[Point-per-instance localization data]
+-------+
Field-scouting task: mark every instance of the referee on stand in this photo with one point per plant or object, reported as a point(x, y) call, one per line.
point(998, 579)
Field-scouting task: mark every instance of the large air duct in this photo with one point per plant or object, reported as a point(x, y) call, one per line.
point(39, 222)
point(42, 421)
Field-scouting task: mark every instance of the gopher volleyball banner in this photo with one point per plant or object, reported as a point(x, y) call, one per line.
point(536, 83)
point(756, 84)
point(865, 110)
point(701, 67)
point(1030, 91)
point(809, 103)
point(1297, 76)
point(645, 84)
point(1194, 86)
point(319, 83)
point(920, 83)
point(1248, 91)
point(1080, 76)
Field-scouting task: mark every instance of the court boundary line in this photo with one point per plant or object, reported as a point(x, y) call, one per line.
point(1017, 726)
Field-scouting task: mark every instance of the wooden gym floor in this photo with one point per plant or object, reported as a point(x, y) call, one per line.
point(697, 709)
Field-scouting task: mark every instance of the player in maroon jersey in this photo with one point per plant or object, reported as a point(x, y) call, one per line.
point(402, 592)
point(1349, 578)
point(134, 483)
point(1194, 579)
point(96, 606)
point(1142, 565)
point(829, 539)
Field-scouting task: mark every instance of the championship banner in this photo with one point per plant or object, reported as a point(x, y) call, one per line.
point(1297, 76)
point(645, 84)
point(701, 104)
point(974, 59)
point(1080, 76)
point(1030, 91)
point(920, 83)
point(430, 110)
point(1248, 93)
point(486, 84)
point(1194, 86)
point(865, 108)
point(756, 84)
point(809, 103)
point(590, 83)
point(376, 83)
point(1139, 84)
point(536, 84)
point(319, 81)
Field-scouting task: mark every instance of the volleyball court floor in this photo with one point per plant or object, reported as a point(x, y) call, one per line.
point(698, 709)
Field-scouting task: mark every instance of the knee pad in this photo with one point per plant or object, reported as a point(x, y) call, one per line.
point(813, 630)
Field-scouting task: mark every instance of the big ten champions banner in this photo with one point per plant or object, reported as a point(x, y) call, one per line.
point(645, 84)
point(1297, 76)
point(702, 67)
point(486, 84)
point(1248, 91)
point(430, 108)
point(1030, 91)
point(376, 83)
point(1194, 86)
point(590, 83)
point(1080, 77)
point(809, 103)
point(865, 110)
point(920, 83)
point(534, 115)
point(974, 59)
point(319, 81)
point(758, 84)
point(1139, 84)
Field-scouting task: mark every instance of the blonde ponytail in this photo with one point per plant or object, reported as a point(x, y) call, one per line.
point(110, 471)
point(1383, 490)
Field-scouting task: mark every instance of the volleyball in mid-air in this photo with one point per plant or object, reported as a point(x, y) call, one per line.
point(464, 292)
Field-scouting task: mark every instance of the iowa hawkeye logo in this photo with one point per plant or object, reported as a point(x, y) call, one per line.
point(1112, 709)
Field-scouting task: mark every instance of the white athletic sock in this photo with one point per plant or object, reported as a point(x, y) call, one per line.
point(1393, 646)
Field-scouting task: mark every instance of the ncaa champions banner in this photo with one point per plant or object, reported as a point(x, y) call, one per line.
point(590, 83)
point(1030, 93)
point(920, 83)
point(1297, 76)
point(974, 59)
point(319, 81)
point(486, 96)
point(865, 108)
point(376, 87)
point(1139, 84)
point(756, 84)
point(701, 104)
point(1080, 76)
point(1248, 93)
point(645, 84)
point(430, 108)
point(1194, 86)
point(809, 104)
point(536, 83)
+-------+
Transcribe all the data word for word, as it appears above.

Field-scouting task: mark every instance of the referee on stand in this photo with one point per plant or object, reported as a point(x, y) call, one per line.
point(998, 579)
Field-scouting task: mark every instance of the large air duct in this photo with one point per plant or object, reported as a point(x, y) call, one per line.
point(39, 222)
point(42, 421)
Field-scouting task: mark every instance of the gopher volleyball banner in this photo with one point per plant or object, reported as a point(x, y) call, one per line.
point(536, 83)
point(756, 84)
point(865, 110)
point(701, 67)
point(1030, 91)
point(809, 103)
point(1297, 76)
point(645, 84)
point(1194, 86)
point(319, 83)
point(920, 83)
point(1248, 91)
point(1080, 76)
Field-scouting task: mark every instance of the court boundary line in this photo with one point per plant or object, reported as a point(x, y) call, one per line.
point(1017, 726)
Field-scouting task: mark every instance of the wooden gym floor in this photo with one point per plant or object, reported as a point(x, y) call, one per line.
point(697, 709)
Field-scouting task: mark every instance of the player in maroon jersey in this photo with one point per plant or object, reported as a point(x, y) call, one per line.
point(402, 592)
point(1349, 578)
point(134, 483)
point(1194, 579)
point(96, 606)
point(1142, 565)
point(829, 539)
Field-scouting task: mark every instance of the championship banner in this photo with one point per plant or object, reported as a point(x, y) call, one per line.
point(1297, 76)
point(645, 84)
point(701, 104)
point(974, 59)
point(1080, 76)
point(1030, 91)
point(920, 83)
point(430, 110)
point(1248, 93)
point(486, 84)
point(1194, 86)
point(865, 108)
point(756, 84)
point(809, 103)
point(590, 83)
point(376, 83)
point(1139, 84)
point(536, 84)
point(319, 81)
Field-scouting task: mark every instance of the volleyball court floor in this photo with one point per plant or object, reported as a point(x, y) call, one per line.
point(698, 709)
Field-scouting task: mark every instance of the knee pad in this photo with one point per plant or object, reported as a point(x, y) call, one per line.
point(813, 630)
Field-scouting task: mark every instance of the big ten champions banner in this photo with one point per plant or object, reported as a point(x, y) call, one per line.
point(645, 84)
point(1297, 76)
point(702, 67)
point(486, 84)
point(1248, 91)
point(430, 108)
point(1030, 91)
point(376, 83)
point(1194, 86)
point(590, 83)
point(1080, 77)
point(809, 103)
point(865, 110)
point(920, 83)
point(534, 115)
point(974, 59)
point(319, 81)
point(758, 84)
point(1139, 84)
Field-scouting task: mark every instance of the blonde ponytail in this photo with one point per plant or object, reported as a point(x, y) call, one per line.
point(110, 471)
point(1383, 490)
Field-scouting task: mark every instance of the volleyball in mid-air in this photo with one point per plant or object, reported as a point(x, y) call, one per line.
point(464, 292)
Field-scouting task: mark every instance of the iowa hawkeye logo in this photo with one point per plant or object, reported as a point(x, y) call, one per line.
point(1112, 709)
Field-scouting task: mark every instance of the white athletic sock in this photo with one point per plant or object, reported as a point(x, y) call, one per line.
point(1393, 646)
Field-scouting task: mark every instance of the ncaa champions banner in this photo with one point per plant or object, reported as a point(x, y) call, one per line.
point(590, 83)
point(1030, 93)
point(920, 83)
point(1297, 76)
point(974, 59)
point(319, 81)
point(486, 96)
point(865, 108)
point(376, 87)
point(1139, 84)
point(756, 84)
point(701, 104)
point(1080, 76)
point(1248, 93)
point(645, 84)
point(430, 108)
point(1194, 86)
point(809, 104)
point(536, 83)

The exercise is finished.